--- SHORT PROBLEM ---
Convert everything from the line containing "Would you mind marking the black jacket with" down to the end of the records into a numbered list, omitting any blank lines.

--- ENTRIES ---
########

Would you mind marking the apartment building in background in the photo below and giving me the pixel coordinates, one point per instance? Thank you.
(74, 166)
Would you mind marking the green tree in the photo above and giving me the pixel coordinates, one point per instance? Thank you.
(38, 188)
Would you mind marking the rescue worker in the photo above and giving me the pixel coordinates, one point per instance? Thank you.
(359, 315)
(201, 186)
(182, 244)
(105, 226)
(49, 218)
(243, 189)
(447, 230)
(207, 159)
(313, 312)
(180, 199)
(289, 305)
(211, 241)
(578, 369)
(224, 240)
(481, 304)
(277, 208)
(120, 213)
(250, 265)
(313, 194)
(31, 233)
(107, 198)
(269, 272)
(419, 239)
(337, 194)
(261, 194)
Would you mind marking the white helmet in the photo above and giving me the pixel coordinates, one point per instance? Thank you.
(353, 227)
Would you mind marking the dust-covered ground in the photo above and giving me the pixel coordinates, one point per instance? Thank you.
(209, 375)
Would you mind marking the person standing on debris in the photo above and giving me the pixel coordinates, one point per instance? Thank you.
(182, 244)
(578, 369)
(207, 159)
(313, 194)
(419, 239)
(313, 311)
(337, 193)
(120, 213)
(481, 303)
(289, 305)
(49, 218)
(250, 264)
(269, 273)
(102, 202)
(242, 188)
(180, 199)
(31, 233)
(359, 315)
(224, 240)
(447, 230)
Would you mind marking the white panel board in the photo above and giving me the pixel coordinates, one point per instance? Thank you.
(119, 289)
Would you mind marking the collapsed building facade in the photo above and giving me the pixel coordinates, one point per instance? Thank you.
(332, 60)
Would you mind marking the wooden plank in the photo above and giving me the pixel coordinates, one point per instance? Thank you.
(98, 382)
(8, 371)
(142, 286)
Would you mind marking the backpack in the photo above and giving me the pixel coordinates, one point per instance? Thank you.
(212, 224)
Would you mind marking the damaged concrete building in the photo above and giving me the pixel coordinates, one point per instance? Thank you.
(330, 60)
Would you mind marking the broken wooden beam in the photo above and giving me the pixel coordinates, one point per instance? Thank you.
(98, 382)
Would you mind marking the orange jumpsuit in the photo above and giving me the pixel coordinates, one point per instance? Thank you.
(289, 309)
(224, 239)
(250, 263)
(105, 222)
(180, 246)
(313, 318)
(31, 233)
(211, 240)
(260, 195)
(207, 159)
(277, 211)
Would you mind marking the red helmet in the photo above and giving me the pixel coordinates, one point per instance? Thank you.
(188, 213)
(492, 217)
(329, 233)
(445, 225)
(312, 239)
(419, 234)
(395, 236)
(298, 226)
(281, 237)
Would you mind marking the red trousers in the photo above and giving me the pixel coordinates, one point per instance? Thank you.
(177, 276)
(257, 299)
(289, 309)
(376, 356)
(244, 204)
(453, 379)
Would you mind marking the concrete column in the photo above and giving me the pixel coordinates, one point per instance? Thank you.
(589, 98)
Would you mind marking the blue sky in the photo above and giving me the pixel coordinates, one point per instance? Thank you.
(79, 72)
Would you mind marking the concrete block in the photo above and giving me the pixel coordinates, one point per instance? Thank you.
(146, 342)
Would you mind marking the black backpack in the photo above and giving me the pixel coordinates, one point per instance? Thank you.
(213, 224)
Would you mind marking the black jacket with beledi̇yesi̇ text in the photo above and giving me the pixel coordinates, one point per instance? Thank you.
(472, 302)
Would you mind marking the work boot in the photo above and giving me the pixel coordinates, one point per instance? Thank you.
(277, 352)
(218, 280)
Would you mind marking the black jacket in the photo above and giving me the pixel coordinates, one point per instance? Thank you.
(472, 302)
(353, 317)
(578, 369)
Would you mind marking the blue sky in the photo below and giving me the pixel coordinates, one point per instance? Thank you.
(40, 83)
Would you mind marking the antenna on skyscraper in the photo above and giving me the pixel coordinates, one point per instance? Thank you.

########

--- REPLY TO THE TASK ---
1. Would you mind marking the black jacket with beledi̇yesi̇ text in the photo above and giving me the pixel coordinates, one point per instance? Thank you.
2. (472, 302)
3. Would you mind marking the work boot in the photo above and giving me the pixel coordinates, one point per instance? Thank you.
4. (277, 352)
5. (218, 280)
6. Would you mind marking the black jacket in the photo above and giving me the pixel coordinates, one point per instance? Thank you.
7. (472, 302)
8. (353, 317)
9. (578, 369)
10. Would you mind marking the blue sky in the photo below and giving me the pixel coordinates, one point per instance? Thank you.
11. (40, 83)
12. Would you mind marking the antenna on skyscraper in the photo above and giving me the pixel coordinates, one point per instance? Thank you.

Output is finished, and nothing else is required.